··· TEXTE RETENU ···
Bibia PAVARD, Florence ROCHEFORT, Michelle ZANCARINI-FOURNEL, Les lois Veil – Un siècle d’histoire, La Découverte, 2024

L’ouvrage est le fruit de la collaboration de trois historiennes de générations différentes, spécialistes reconnus sur les mouvements féministes.

À l’occasion du cinquantenaire des lois Veil sur la contraception (1974) et l’avortement (1975), les éditions La Découverte publient, en poche, un ouvrage paru en 2012 chez Armand Colin. Cette édition « entièrement mise à jour intègre les savoirs et analyses produits par de récents travaux et se justifie par l’actualité de l’avortement en France et dans le monde ». Le livre intègre aussi un nouveau chapitre sur les départements d’outre-mer qui permet de sortir de l’Hexagone.
···
CONSIGNES DES TÂCHES:
a) En quelle année l'ouvrage présenté dans le texte sur les lois Veil avait-il d'abord paru chez Armand Colin ?
b) Recopiez le passage du texte sur les lois Veil qui commence par « Bibia PAVARD, Florence » et se poursuit jusqu'à « les mouvements féministes. ».
··· INFORMATIONS ENREGISTRÉES ···
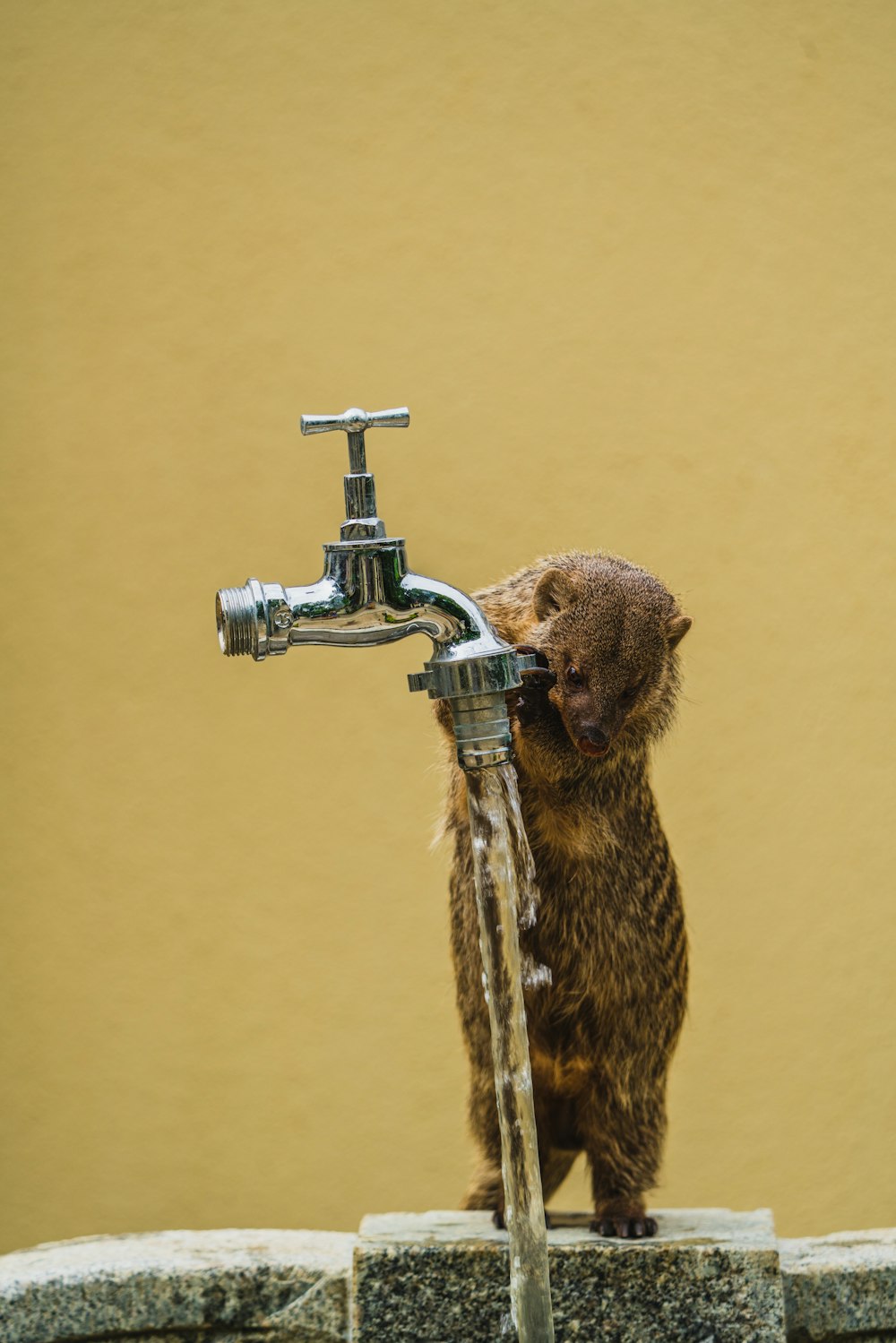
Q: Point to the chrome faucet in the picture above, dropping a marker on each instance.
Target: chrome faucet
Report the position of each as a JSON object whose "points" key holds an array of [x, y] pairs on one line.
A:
{"points": [[368, 595]]}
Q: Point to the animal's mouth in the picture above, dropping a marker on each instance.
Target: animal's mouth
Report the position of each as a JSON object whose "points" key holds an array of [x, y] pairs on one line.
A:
{"points": [[589, 747]]}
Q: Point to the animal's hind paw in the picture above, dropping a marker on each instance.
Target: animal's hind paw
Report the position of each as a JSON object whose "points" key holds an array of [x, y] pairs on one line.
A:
{"points": [[629, 1227]]}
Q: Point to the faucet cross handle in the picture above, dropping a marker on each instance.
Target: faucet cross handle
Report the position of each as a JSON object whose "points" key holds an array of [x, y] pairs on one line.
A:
{"points": [[354, 422]]}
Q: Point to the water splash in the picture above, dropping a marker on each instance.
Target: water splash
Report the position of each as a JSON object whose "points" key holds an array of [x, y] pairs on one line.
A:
{"points": [[506, 900]]}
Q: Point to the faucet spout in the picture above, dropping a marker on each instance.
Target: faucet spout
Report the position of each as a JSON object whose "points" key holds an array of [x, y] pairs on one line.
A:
{"points": [[368, 595]]}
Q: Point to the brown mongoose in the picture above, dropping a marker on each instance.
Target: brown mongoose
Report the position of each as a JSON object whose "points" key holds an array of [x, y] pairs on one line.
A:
{"points": [[610, 925]]}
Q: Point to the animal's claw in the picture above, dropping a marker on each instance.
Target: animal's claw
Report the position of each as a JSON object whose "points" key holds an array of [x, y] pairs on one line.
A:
{"points": [[627, 1227]]}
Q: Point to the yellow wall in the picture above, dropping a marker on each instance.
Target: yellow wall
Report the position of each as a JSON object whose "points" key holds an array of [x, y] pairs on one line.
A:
{"points": [[633, 269]]}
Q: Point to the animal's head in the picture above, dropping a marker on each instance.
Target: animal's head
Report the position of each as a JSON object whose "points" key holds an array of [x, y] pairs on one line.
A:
{"points": [[610, 632]]}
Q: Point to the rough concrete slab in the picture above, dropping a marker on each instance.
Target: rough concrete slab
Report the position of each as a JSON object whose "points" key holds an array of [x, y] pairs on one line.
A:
{"points": [[840, 1287], [710, 1276], [177, 1287]]}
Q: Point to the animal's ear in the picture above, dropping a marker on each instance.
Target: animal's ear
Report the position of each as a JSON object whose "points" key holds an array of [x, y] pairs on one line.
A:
{"points": [[554, 590], [676, 629]]}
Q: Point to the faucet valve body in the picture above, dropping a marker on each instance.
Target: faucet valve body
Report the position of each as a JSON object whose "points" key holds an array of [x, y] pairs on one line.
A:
{"points": [[367, 595]]}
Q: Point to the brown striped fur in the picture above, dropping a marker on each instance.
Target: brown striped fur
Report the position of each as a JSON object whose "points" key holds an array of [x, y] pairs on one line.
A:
{"points": [[610, 925]]}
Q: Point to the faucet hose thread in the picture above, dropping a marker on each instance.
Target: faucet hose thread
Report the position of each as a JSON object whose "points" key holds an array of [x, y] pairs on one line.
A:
{"points": [[237, 621], [481, 729]]}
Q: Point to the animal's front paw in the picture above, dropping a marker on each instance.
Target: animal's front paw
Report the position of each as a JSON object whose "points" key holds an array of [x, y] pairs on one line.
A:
{"points": [[630, 1224], [530, 700]]}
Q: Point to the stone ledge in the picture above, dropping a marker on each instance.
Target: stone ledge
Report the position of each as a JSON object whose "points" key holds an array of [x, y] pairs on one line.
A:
{"points": [[438, 1278], [293, 1287], [282, 1287], [840, 1287]]}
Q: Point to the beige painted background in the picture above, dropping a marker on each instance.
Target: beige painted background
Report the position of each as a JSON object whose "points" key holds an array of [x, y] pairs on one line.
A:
{"points": [[633, 269]]}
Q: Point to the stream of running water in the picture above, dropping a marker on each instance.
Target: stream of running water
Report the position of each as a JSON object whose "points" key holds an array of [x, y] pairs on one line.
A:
{"points": [[506, 900]]}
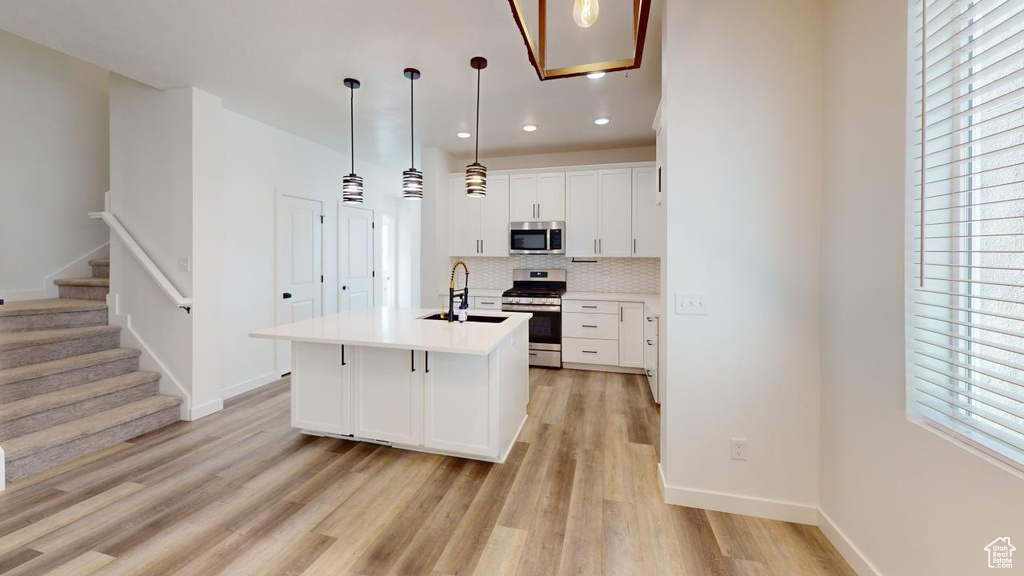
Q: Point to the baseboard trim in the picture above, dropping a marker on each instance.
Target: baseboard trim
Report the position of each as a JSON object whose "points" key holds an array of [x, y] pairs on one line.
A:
{"points": [[854, 557], [250, 384], [206, 409], [78, 268], [738, 504]]}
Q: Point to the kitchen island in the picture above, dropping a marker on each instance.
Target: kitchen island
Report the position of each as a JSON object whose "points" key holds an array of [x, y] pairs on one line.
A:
{"points": [[395, 376]]}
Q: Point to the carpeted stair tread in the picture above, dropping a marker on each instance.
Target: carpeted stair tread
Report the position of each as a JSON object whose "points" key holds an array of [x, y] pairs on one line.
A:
{"points": [[33, 371], [43, 440], [49, 305], [89, 282], [17, 340], [74, 395]]}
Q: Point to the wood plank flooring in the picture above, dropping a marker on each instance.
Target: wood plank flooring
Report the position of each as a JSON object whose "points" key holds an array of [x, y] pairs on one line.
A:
{"points": [[240, 492]]}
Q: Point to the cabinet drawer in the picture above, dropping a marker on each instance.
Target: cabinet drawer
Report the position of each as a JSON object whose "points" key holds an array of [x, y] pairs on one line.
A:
{"points": [[599, 326], [590, 306], [586, 351], [487, 302]]}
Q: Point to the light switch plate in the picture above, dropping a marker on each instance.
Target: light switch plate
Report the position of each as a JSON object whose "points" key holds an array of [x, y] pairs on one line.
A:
{"points": [[691, 304]]}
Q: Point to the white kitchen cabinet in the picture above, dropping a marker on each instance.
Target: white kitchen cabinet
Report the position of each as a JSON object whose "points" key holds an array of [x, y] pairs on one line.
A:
{"points": [[465, 219], [387, 386], [495, 217], [615, 209], [599, 207], [479, 225], [322, 388], [631, 344], [582, 213], [648, 217], [650, 354], [455, 389], [537, 197]]}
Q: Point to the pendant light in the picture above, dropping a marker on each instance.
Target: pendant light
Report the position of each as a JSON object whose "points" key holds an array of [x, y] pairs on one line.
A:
{"points": [[351, 186], [412, 179], [585, 12], [476, 173]]}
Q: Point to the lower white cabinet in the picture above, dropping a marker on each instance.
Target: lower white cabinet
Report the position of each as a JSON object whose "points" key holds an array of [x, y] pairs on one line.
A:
{"points": [[387, 394], [322, 386], [453, 396]]}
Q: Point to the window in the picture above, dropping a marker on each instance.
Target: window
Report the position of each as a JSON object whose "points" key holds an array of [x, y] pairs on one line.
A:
{"points": [[966, 223]]}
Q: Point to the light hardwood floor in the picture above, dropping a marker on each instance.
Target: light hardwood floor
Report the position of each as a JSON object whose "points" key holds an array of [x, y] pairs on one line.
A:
{"points": [[240, 492]]}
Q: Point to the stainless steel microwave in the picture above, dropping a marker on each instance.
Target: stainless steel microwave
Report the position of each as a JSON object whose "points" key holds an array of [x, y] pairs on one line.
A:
{"points": [[537, 238]]}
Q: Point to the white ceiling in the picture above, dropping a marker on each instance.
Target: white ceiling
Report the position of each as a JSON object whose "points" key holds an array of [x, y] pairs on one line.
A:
{"points": [[283, 63]]}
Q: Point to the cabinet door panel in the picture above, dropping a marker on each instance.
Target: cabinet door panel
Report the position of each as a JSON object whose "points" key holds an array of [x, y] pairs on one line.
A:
{"points": [[465, 220], [522, 198], [495, 219], [388, 395], [322, 394], [581, 213], [458, 402], [615, 215], [631, 342], [551, 197], [648, 217]]}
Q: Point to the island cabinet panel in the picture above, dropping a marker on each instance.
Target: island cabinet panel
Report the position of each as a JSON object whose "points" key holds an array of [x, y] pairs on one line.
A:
{"points": [[322, 388], [460, 404], [387, 386]]}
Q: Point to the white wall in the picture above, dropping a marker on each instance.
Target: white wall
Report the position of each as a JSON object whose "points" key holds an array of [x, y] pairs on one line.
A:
{"points": [[912, 502], [54, 165], [742, 99], [262, 162], [152, 195]]}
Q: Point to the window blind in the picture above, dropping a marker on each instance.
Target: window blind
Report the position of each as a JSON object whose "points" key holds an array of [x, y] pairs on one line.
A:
{"points": [[966, 223]]}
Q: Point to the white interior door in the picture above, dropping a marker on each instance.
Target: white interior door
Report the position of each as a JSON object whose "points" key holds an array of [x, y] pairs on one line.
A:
{"points": [[355, 257], [299, 265]]}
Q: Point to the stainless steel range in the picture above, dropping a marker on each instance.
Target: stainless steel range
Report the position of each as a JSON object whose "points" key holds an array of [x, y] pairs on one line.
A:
{"points": [[540, 292]]}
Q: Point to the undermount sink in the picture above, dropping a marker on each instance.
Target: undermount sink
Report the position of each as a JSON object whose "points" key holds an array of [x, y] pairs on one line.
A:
{"points": [[471, 318]]}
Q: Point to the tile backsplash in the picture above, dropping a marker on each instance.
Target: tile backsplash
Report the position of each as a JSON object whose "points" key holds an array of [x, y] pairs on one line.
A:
{"points": [[634, 276]]}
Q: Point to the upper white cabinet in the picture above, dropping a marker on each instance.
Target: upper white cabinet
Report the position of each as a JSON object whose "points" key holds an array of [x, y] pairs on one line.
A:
{"points": [[648, 217], [599, 207], [479, 225], [537, 197]]}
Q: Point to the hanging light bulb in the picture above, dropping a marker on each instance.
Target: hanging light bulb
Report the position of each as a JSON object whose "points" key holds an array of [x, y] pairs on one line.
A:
{"points": [[412, 179], [585, 12], [476, 173], [351, 186]]}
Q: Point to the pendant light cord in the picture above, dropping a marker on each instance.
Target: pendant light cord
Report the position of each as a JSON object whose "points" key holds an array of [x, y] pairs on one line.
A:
{"points": [[412, 121], [351, 123], [477, 153]]}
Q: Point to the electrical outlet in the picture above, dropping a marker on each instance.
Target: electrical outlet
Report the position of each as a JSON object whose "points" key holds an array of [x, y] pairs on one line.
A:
{"points": [[738, 449], [691, 304]]}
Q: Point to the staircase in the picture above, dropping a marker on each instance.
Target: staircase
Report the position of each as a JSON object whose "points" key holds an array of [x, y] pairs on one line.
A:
{"points": [[67, 387]]}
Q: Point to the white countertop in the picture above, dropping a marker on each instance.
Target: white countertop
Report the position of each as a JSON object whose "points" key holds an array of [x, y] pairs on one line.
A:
{"points": [[399, 328], [653, 301]]}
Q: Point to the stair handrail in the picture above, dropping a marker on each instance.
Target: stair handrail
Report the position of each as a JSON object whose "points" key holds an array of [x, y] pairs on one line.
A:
{"points": [[143, 258]]}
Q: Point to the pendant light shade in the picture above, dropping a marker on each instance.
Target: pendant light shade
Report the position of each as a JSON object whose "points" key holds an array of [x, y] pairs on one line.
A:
{"points": [[412, 179], [351, 186], [476, 173]]}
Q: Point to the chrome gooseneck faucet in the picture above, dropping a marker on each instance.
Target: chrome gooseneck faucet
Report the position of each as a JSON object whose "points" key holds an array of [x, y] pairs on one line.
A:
{"points": [[464, 291]]}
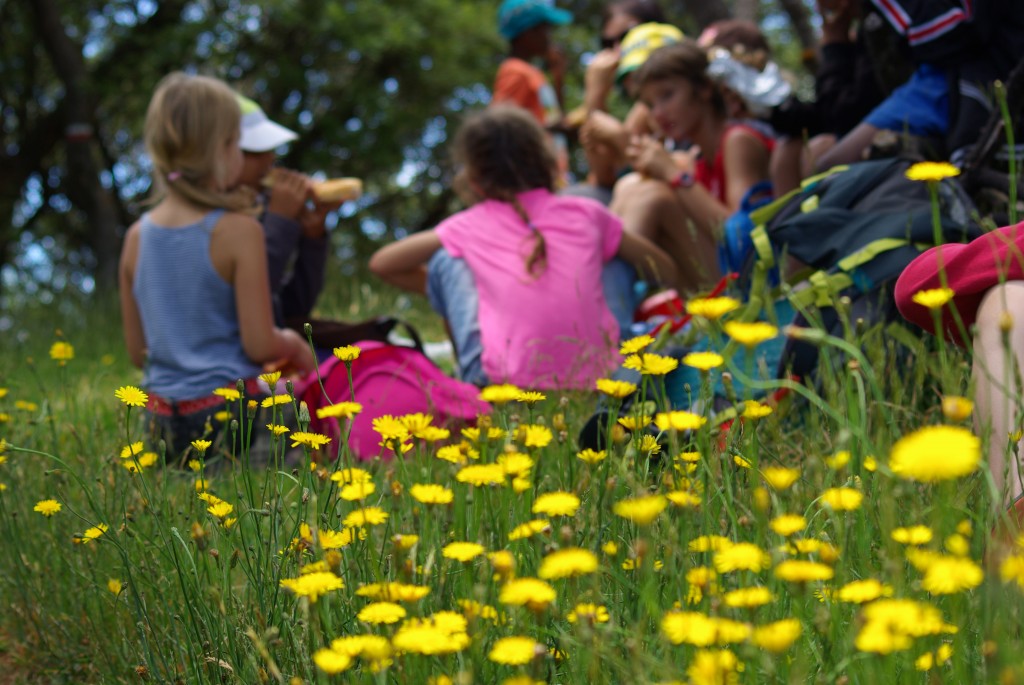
···
RÉSULTATS PAR TÂCHE:
a) En 2012.

b)
Bibia PAVARD, Florence ROCHEFORT, Michelle ZANCARINI-FOURNEL, Les lois Veil – Un siècle d’histoire, La Découverte, 2024

L’ouvrage est le fruit de la collaboration de trois historiennes de générations différentes, spécialistes reconnus sur les mouvements féministes.